Point labeling examples:
--------

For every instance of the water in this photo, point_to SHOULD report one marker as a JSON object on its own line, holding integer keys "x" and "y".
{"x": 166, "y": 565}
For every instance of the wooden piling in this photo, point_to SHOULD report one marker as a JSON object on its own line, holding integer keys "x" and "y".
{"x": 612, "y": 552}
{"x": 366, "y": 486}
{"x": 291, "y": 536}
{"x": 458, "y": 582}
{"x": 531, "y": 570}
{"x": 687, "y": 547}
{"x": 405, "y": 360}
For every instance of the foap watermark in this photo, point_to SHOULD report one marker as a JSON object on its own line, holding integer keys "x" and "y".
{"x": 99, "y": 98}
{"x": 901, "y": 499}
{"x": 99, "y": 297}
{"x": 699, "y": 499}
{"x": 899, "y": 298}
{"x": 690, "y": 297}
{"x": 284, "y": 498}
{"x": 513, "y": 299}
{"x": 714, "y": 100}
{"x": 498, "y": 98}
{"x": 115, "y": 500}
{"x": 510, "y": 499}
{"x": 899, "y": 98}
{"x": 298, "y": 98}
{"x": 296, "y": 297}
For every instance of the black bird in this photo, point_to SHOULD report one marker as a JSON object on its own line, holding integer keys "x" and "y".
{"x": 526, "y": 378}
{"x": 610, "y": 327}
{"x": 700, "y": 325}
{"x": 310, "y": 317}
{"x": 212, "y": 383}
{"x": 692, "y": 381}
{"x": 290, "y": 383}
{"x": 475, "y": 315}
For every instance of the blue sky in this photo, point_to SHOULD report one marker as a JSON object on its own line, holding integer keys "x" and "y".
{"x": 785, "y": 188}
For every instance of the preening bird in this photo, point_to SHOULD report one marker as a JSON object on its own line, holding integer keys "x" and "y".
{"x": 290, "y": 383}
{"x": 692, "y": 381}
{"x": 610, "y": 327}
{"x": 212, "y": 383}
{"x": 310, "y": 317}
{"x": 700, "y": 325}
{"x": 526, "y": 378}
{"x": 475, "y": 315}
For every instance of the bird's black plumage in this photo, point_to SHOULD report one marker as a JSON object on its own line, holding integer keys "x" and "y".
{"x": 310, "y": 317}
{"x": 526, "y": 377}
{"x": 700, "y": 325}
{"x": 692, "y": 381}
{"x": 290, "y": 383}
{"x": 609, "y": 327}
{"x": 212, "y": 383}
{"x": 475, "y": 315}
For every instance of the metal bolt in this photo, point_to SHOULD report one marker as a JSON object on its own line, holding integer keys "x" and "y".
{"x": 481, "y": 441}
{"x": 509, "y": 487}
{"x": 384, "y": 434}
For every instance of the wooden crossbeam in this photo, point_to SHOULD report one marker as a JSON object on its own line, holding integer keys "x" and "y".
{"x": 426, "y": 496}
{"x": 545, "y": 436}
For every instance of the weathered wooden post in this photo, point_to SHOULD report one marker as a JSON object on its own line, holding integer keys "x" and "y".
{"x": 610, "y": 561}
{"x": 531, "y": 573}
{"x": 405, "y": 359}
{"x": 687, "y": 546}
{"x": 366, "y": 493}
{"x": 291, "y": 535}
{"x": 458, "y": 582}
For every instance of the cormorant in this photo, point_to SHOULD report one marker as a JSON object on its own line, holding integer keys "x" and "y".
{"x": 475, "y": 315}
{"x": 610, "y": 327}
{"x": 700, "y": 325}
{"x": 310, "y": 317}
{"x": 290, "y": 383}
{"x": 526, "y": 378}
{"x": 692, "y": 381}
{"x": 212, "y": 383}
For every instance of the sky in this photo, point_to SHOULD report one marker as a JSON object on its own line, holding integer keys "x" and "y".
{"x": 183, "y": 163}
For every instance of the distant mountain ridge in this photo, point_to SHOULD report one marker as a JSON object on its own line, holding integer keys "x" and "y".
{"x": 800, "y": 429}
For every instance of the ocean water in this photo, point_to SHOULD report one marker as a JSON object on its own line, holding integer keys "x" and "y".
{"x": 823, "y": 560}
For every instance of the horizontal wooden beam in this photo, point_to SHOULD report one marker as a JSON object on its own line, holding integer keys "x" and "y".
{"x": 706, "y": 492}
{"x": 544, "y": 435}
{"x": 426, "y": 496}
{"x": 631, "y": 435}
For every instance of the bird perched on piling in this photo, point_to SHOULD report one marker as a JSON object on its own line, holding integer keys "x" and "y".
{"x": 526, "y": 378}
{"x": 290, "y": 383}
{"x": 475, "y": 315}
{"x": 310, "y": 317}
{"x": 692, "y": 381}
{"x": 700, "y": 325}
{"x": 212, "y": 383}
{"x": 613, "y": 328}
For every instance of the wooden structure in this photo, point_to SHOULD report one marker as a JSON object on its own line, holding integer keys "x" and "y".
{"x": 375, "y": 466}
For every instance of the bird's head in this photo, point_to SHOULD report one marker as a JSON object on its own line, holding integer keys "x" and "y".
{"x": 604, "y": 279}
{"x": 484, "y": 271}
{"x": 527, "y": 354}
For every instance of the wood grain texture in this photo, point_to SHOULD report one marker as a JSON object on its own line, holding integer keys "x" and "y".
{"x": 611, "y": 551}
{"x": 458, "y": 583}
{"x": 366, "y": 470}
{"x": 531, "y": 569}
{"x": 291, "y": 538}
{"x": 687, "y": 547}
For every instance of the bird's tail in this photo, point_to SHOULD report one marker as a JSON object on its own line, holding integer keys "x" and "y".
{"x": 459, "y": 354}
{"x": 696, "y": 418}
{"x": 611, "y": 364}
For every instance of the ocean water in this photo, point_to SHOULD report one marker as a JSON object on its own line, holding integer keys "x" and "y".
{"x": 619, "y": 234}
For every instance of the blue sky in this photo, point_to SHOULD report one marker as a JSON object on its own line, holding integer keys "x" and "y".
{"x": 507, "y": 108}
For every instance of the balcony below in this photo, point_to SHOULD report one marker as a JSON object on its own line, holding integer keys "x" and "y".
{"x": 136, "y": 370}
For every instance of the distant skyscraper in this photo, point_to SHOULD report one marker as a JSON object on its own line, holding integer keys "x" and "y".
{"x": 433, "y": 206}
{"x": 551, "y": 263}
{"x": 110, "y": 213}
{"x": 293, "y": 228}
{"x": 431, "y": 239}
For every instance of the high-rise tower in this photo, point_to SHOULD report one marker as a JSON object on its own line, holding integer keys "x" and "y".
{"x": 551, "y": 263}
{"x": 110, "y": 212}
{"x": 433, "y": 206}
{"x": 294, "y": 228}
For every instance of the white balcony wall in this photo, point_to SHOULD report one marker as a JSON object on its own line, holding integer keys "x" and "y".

--------

### Directions
Extract all the entries word for word.

### Task output
For every instance of the water in this photo, point_to SHOULD report one marker as a JSON object on its own line, holding integer keys "x" and "y".
{"x": 166, "y": 565}
For every instance of the wooden piling in this photo, point_to SHOULD report one marker as a JSON object on its own line, holding integer keys "x" and "y".
{"x": 612, "y": 552}
{"x": 366, "y": 486}
{"x": 291, "y": 536}
{"x": 458, "y": 582}
{"x": 531, "y": 570}
{"x": 687, "y": 547}
{"x": 405, "y": 360}
For every instance of the foap watermark in this photo, point_to SHOULD report one marker as a JSON object on its own line, holding integer keys "x" and "y".
{"x": 99, "y": 98}
{"x": 901, "y": 499}
{"x": 99, "y": 297}
{"x": 699, "y": 499}
{"x": 899, "y": 298}
{"x": 690, "y": 297}
{"x": 284, "y": 498}
{"x": 513, "y": 299}
{"x": 714, "y": 100}
{"x": 498, "y": 98}
{"x": 115, "y": 500}
{"x": 510, "y": 499}
{"x": 899, "y": 98}
{"x": 298, "y": 98}
{"x": 296, "y": 297}
For every instance of the black bird in this photo, point_to SHOULD report one marker as a JSON object on its own line, holding integer keys "x" and "y".
{"x": 526, "y": 378}
{"x": 610, "y": 327}
{"x": 700, "y": 325}
{"x": 310, "y": 317}
{"x": 212, "y": 383}
{"x": 692, "y": 381}
{"x": 290, "y": 383}
{"x": 475, "y": 315}
For every instance of the blue sky in this photo, point_to SHOULD report one marker as a JSON object on its own line, holding integer keys "x" and "y".
{"x": 785, "y": 188}
For every instance of the preening bird in this photo, point_to SHOULD report one marker as a JSON object on its own line, holding integer keys "x" and "y".
{"x": 290, "y": 383}
{"x": 692, "y": 381}
{"x": 610, "y": 327}
{"x": 212, "y": 383}
{"x": 310, "y": 317}
{"x": 700, "y": 325}
{"x": 526, "y": 378}
{"x": 475, "y": 315}
For every instance of the bird's black plumage in this photo, point_to SHOULD report one marker as a JSON object on its own line, holding integer keys "x" and "y".
{"x": 310, "y": 317}
{"x": 526, "y": 377}
{"x": 700, "y": 325}
{"x": 692, "y": 381}
{"x": 290, "y": 383}
{"x": 609, "y": 327}
{"x": 212, "y": 383}
{"x": 475, "y": 315}
For every instance of the metal bolt in this photo, point_to SHOULD report one marker as a JSON object on its own line, holding integer keys "x" and "y".
{"x": 481, "y": 441}
{"x": 509, "y": 487}
{"x": 384, "y": 434}
For every instance of the wooden crossbeam in this photo, point_to SHOULD report one marker as a JSON object on its own line, holding integer keys "x" and "y".
{"x": 426, "y": 496}
{"x": 545, "y": 436}
For every instance of the weathered wooden post in this photo, point_to SHOULD report one marker as a JSON object on its own line, holding integer keys "x" and "y".
{"x": 610, "y": 561}
{"x": 531, "y": 573}
{"x": 405, "y": 359}
{"x": 687, "y": 546}
{"x": 366, "y": 493}
{"x": 291, "y": 535}
{"x": 458, "y": 582}
For every instance of the cormorant in this photo, point_to SHOULD report one marker as a JSON object on its own line, holding integer keys "x" and "y".
{"x": 475, "y": 315}
{"x": 610, "y": 327}
{"x": 700, "y": 325}
{"x": 310, "y": 317}
{"x": 290, "y": 383}
{"x": 526, "y": 378}
{"x": 692, "y": 381}
{"x": 212, "y": 383}
For every instance of the sky in this photo, point_to SHOULD report one marker as a JSON object on its own line, holding integer keys "x" and "y".
{"x": 183, "y": 163}
For every instance of the distant mountain ridge in this photo, point_to SHOULD report one marker as a JSON object on its own line, holding integer keys "x" and "y".
{"x": 800, "y": 429}
For every instance of the ocean water in this photo, point_to SHOULD report one marker as a JSON object on its own line, holding integer keys "x" and "y".
{"x": 823, "y": 560}
For every instance of the horizontal wooden beam in this photo, point_to SHOULD report one marker as a JSON object on its own line, holding integer keys "x" and "y".
{"x": 706, "y": 492}
{"x": 544, "y": 435}
{"x": 426, "y": 496}
{"x": 631, "y": 435}
For every instance of the bird perched on piling in this photo, point_to SHOULD report one marker as a JSON object on its own line, holding integer keys "x" and "y".
{"x": 526, "y": 378}
{"x": 290, "y": 383}
{"x": 475, "y": 315}
{"x": 310, "y": 317}
{"x": 692, "y": 381}
{"x": 700, "y": 325}
{"x": 212, "y": 383}
{"x": 613, "y": 328}
For every instance of the wooden structure in this photo, point_to SHOULD report one marker as a JSON object on its own line, holding integer keys "x" and "y".
{"x": 375, "y": 466}
For every instance of the bird's head in this photo, point_to SHOULD report one marker as a JSON object on its own line, holding integer keys "x" and "y".
{"x": 604, "y": 279}
{"x": 484, "y": 271}
{"x": 527, "y": 354}
For every instance of the wood grain texture in this photo, point_to SHOULD report one marker as a JSON object on its own line, holding integer keys "x" and "y".
{"x": 611, "y": 551}
{"x": 458, "y": 583}
{"x": 366, "y": 470}
{"x": 531, "y": 569}
{"x": 291, "y": 538}
{"x": 687, "y": 547}
For every instance of the bird's tail in this photo, point_to SHOULD report one marker as a JSON object on its own line, holding integer keys "x" and "y".
{"x": 459, "y": 354}
{"x": 696, "y": 418}
{"x": 611, "y": 364}
For every instance of the ocean water in this photo, point_to SHOULD report one marker as a JSON object on its own line, holding integer keys "x" and "y".
{"x": 619, "y": 234}
For every instance of the blue sky in this photo, point_to SHOULD report one marker as a JSON object on its own line, holding integer keys "x" and "y".
{"x": 507, "y": 108}
For every instance of the balcony below in this photo, point_to SHOULD report one marker as a JSON object on its own line, holding integer keys "x" and "y".
{"x": 136, "y": 370}
For every instance of the distant skyscraper in this photo, point_to SHOULD report one marker as a JSON object on its own line, holding integer keys "x" and "y".
{"x": 433, "y": 206}
{"x": 551, "y": 263}
{"x": 110, "y": 213}
{"x": 293, "y": 228}
{"x": 431, "y": 239}
For every instance of the high-rise tower in this photo, point_to SHOULD report one marker as a JSON object on its own line, holding integer keys "x" and "y".
{"x": 551, "y": 263}
{"x": 110, "y": 212}
{"x": 433, "y": 206}
{"x": 294, "y": 228}
For every instance of the white balcony wall in this photo, point_to SHOULD report one marker as a JSON object on its own line, holding integer keys "x" and "y".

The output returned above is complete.